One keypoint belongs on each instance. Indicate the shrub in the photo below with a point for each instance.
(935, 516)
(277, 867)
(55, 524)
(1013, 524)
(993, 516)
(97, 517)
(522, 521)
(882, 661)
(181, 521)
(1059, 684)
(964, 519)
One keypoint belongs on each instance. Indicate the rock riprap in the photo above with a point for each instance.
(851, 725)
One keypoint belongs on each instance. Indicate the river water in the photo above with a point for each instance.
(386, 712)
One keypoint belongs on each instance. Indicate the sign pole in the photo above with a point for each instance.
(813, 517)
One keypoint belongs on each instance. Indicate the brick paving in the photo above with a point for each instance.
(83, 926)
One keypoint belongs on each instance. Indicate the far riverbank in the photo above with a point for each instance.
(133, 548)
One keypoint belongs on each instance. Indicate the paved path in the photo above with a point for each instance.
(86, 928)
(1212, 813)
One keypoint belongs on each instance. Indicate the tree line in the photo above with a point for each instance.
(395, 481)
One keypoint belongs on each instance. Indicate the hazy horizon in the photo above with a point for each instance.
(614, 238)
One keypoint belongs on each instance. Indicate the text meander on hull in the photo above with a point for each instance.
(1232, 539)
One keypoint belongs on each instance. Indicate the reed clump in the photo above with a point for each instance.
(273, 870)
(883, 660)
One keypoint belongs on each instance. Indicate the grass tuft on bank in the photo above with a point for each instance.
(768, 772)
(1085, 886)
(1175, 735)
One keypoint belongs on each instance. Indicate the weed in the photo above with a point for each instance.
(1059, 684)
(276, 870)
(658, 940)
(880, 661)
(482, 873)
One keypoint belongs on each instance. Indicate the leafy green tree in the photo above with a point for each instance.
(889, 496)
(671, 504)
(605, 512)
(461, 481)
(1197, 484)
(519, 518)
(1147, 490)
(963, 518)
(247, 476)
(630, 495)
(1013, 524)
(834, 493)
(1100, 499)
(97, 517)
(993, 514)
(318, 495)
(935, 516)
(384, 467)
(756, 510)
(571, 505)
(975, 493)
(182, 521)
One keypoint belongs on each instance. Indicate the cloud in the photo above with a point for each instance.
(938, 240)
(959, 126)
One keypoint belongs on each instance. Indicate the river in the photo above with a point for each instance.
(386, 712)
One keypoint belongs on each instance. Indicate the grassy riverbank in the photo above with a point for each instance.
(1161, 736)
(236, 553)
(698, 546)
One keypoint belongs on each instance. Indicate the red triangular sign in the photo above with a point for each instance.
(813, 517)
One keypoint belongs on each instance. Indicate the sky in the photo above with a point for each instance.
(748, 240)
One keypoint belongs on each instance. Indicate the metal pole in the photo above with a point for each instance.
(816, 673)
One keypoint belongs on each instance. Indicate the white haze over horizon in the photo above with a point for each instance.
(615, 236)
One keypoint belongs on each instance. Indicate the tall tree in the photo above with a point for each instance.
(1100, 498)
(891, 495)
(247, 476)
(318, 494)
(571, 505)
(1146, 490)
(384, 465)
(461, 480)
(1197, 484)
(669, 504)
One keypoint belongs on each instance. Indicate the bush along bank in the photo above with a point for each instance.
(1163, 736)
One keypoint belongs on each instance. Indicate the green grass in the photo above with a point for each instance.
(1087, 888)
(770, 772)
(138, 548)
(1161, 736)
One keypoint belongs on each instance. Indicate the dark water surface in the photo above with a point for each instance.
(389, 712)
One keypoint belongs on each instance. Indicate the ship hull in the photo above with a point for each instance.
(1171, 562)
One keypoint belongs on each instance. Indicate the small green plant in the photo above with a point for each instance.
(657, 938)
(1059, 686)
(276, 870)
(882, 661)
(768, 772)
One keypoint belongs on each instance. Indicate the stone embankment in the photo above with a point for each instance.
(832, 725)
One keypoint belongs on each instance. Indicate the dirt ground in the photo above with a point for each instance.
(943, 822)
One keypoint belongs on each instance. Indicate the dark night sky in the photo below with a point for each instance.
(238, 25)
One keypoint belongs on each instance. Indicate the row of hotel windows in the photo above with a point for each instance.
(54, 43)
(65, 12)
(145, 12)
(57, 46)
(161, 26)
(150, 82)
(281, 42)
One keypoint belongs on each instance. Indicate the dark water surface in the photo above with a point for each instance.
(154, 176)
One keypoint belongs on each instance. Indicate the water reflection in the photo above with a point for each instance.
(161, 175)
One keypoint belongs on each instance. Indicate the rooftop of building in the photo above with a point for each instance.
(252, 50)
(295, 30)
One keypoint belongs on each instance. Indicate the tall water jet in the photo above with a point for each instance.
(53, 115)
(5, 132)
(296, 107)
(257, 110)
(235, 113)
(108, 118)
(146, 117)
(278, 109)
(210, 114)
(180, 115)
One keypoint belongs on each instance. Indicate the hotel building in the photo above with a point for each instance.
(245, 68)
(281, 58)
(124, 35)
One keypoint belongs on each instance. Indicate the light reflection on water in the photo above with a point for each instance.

----------

#### [WHAT THE EXERCISE ASKS]
Set down the listing above in full, please, exactly as it appears.

#### [FULL RESPONSE]
One keypoint belongs on each instance. Indicate the shrub in the photo below with a point for each instance.
(935, 516)
(277, 867)
(55, 524)
(1013, 524)
(993, 516)
(97, 517)
(522, 521)
(882, 661)
(181, 521)
(1059, 684)
(964, 519)
One keypoint belongs on each instance. Indicate the rock riprap in the photo above with a point for each instance.
(851, 725)
One keypoint belongs on each instance. Indicate the river water in the photo above with a point for each instance.
(386, 712)
One keypoint belongs on each instance. Indicate the sign pole in the photo above with a point for each instance.
(813, 517)
One keypoint belongs on each instance. Indicate the brick paving in the photo above with a point for each instance.
(83, 926)
One keypoint belongs on each instance. Indicate the far riverbank in the photo above with a point for each instance.
(133, 548)
One keypoint belongs on each instance. Indicate the paved path in the photo above with a point for each instance.
(86, 928)
(1212, 813)
One keypoint belongs on each instance. Indicate the tree line in the photo above with a point for each instance.
(395, 481)
One keypoint belongs on each instance. Indicate the hazy horizon in the photo above with a point for each instance.
(614, 238)
One keypoint belongs on each instance. Indicate the text meander on hull in the photo above with a point for each instance.
(1232, 539)
One keypoint belongs on each instance. Indicate the reed clump in the photo above with a point for each instance.
(273, 870)
(883, 660)
One keypoint belongs on each instance. Indicate the grass tuft on bank in the photo above with a point for each instance.
(768, 772)
(1085, 886)
(1175, 735)
One keypoint belongs on each instance. Indicate the weed in the photo above with a point for each instance.
(1059, 684)
(276, 870)
(658, 940)
(880, 661)
(482, 873)
One keypoint belongs on each instance. Indicate the leafy green tree in the photo above with a point for each instance.
(889, 496)
(671, 504)
(605, 512)
(461, 481)
(1197, 484)
(519, 518)
(1147, 490)
(963, 518)
(247, 476)
(630, 495)
(1013, 524)
(834, 493)
(1100, 499)
(97, 517)
(993, 514)
(318, 495)
(935, 516)
(384, 467)
(756, 510)
(571, 505)
(975, 493)
(182, 521)
One keypoint belongs on each instance. Indicate the cloud in the photo above with a point for each instance.
(938, 240)
(959, 126)
One keypoint belongs on each instance. Indicate the river in the photo above with a point for each instance.
(386, 712)
One keypoint belongs on each instance. Indicate the grassy riverbank in the photo above with a point for each instance.
(1161, 736)
(236, 553)
(698, 546)
One keypoint belongs on each instance. Indicate the red triangular sign in the photo above with a point for each instance.
(813, 517)
One keypoint belongs on each instance. Indicate the sky in the photo above with a point for each instance.
(748, 240)
One keypoint belongs on each instance. Indicate the metal pole in the photo above with a point for each instance.
(816, 673)
One keypoint belongs on each instance. Indicate the white haze over horizon in the photo above with a point for each instance.
(615, 236)
One keypoint belongs on each instance. Indicate the tall tree in the photo above with a point for each instance.
(1100, 498)
(891, 495)
(247, 476)
(318, 494)
(571, 505)
(1146, 490)
(384, 465)
(461, 480)
(1197, 484)
(669, 504)
One keypoint belongs on each instance. Indicate the bush along bank in the photo above with a point for each instance.
(1163, 736)
One keypoint belongs on each instance. Indicate the green grass in the photo above with a point for each instance.
(1087, 888)
(770, 772)
(138, 548)
(1161, 736)
One keypoint belongs on each instance. Indicate the dark water surface in the photo above with a point for each instance.
(389, 712)
One keypoint belongs on each instance. Indicate the ship hull in the photo above with a point for each instance.
(1171, 562)
One keypoint belongs on each instance. Indicate the small green plant in the photo above with a point for each instance.
(657, 938)
(1059, 686)
(276, 870)
(882, 661)
(768, 772)
One keypoint belongs on each instance. Indicate the stone embankment in the photo above with a point for each instance.
(832, 725)
One keypoint belongs on each instance. Indicate the dirt ground in the photo above with a point for each instance.
(943, 822)
One keypoint belongs on each instance. Indicate the dark night sky in the photo below with a point for each instance.
(238, 25)
One keypoint belongs on each instance. Indicate the row of hotel windows in the photo above with a point for each instance.
(54, 43)
(65, 12)
(145, 12)
(57, 46)
(161, 26)
(150, 82)
(281, 42)
One keypoint belongs on each instance. Indicate the dark water surface in the photo above with a point for each instance.
(154, 176)
One keypoint belongs on each instance. Indicate the water reflection in the photo above with a point for each instance.
(161, 175)
One keypoint belongs on each instance. Indicate the rooftop of building in the photo above with a point for each instance.
(252, 50)
(295, 30)
One keypoint belongs on each instance. Indicate the tall water jet in the photo above with a point for each instance.
(53, 115)
(5, 132)
(296, 107)
(257, 110)
(235, 113)
(108, 118)
(146, 117)
(278, 109)
(210, 114)
(180, 115)
One keypoint belongs on each instance. Indicate the hotel building in the photo above with a point for each instance.
(245, 68)
(281, 58)
(124, 35)
One keypoint belongs on each instance. Indicate the light reflection on water in the photo above with a point for each instance.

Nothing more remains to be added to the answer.